__Aufgabe 1__. Schreib die Datensätze vom Anfang bis einschließlich der Zeile mit "Target: insect" unverändert ab.

__Auszug__.
# PIXEL oder wie gehts das?



## daDom (21. November 2003)

Wie macht man solche Charaktere?


----------



## subzero (21. November 2003)

Hehe, am besten geht sowas mit Bleistifttool...

Aber du solltest schon ne skizze aufm Blattpapier machen


----------



## daDom (21. November 2003)

Hmmm ich würde ja behaupten, das ich das PS kenne, aber wo is das Bleistifttool?
Meinst du mit dem Werkzeugspitzen-tool?


----------



## ayin (21. November 2003)

http://tsugumo.swoo.net/tutorial/ 

evtl findest du da ein wenig basiswissen zum
thema pixeln


----------



## Thomas Lindner (21. November 2003)

Der Bleistift ist im Submenü des Pinsels ( einfach mal auf seitlich verdrehte Dreieck klicken und plötzlich entdeckst Du neue Werkzeuge )!

Btw. Handbuch!


----------



## daDom (21. November 2003)

Hallo!
Wie ihr an meinem Avatar sehenh könnt hab ich schon ein wenig geschafft...

Wie lautet euer Urteil?

Ich finds für den Anfang ganz anständig!


----------



## subzero (21. November 2003)

Jupp is ok, allerdings naja der Mund ist etwas komisch


----------



## PEZ (21. November 2003)

als Anregung gedacht:
http://www.eboy.de/


----------



## Direwolf (22. November 2003)

Jo, an sich nicht schlecht. Find Pixelstyle klasse. Bin nur viel zu faul mal ein größeres bild zu machen. Ich find den Avatar drollig. Lass den Mund so.


----------



## daDom (22. November 2003)

@Direwolf: danke, freut mich!

Hab jetzt den ganzen körper, aber leider ist der zu gross für tutorials.de


----------

__Aufgabe 2__.
Prüfe anhand des Forenthreads übers Pixeln, ob die folgenden Aussagen zutreffen. Antworte jeweils mit Ja oder Nein und zitiere die entscheidenden Worte wörtlich.
(a) Laut Thomas Lindner findet man den Bleistift im Submenü des Pinsels.
(b) subzero findet den Mund auf dem Avatar gelungen.
(c) daDom kann die fertige Figur mit ganzem Körper auf tutorials.de zeigen.

__Material zur Übung__.
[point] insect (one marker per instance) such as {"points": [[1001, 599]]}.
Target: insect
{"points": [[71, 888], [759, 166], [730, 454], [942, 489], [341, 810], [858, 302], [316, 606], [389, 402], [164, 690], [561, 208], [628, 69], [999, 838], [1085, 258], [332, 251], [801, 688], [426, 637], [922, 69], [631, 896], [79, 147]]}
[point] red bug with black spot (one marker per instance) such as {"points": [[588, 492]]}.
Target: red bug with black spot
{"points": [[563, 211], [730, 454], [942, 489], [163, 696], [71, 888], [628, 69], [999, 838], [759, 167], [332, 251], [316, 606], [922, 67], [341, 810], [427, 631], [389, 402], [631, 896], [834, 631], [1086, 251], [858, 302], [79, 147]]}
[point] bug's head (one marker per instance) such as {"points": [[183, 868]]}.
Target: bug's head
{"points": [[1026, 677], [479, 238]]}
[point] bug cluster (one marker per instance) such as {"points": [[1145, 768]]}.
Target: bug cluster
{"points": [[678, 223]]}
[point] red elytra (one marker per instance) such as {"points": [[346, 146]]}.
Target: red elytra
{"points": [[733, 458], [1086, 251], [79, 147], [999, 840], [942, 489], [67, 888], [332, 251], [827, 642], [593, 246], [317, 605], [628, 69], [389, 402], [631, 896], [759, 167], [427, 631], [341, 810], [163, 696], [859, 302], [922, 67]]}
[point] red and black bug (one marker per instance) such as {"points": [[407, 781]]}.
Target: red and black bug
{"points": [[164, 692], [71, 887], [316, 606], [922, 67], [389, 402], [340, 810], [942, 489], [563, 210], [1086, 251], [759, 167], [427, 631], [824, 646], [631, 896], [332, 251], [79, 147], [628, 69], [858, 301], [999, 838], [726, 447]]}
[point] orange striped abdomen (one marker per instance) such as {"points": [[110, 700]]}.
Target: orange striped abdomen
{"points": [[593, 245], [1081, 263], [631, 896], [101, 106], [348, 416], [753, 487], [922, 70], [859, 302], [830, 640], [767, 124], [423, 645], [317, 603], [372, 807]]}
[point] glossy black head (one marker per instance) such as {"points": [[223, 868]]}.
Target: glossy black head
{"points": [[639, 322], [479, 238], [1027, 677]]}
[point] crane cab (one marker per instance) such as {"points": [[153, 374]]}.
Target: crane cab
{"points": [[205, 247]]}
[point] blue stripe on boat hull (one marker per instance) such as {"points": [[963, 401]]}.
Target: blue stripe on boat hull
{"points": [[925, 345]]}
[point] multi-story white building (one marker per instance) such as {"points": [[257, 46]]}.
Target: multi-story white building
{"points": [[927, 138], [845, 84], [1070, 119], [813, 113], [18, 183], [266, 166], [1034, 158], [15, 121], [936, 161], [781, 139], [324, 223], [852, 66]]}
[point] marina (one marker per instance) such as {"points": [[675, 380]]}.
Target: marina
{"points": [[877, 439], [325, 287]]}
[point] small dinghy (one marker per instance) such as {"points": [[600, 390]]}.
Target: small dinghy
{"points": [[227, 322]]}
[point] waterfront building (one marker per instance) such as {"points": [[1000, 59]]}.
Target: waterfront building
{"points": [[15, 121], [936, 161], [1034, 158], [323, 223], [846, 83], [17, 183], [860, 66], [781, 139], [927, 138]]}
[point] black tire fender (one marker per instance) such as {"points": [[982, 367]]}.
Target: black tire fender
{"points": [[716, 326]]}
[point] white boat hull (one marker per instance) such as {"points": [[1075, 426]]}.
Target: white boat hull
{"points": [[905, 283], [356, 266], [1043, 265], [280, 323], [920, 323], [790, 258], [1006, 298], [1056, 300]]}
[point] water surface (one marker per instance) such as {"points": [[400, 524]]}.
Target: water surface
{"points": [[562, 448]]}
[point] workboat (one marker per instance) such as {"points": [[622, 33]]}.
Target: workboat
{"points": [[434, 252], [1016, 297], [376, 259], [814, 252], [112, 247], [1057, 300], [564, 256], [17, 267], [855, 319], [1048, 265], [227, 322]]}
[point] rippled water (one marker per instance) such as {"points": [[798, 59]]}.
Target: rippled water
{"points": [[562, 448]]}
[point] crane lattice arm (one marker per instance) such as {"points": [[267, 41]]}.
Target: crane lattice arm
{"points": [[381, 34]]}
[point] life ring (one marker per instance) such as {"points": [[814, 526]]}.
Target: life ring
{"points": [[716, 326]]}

__Erwartete Ausgabe 1__.
[point] insect (one marker per instance) such as {"points": [[1001, 599]]}.
Target: insect

__Erwartete Ausgabe 2__.
(a) Ja: „Der Bleistift ist im Submenü des Pinsels“
(b) Nein: „allerdings naja der Mund ist etwas komisch“
(c) Nein: „aber leider ist der zu gross für tutorials.de“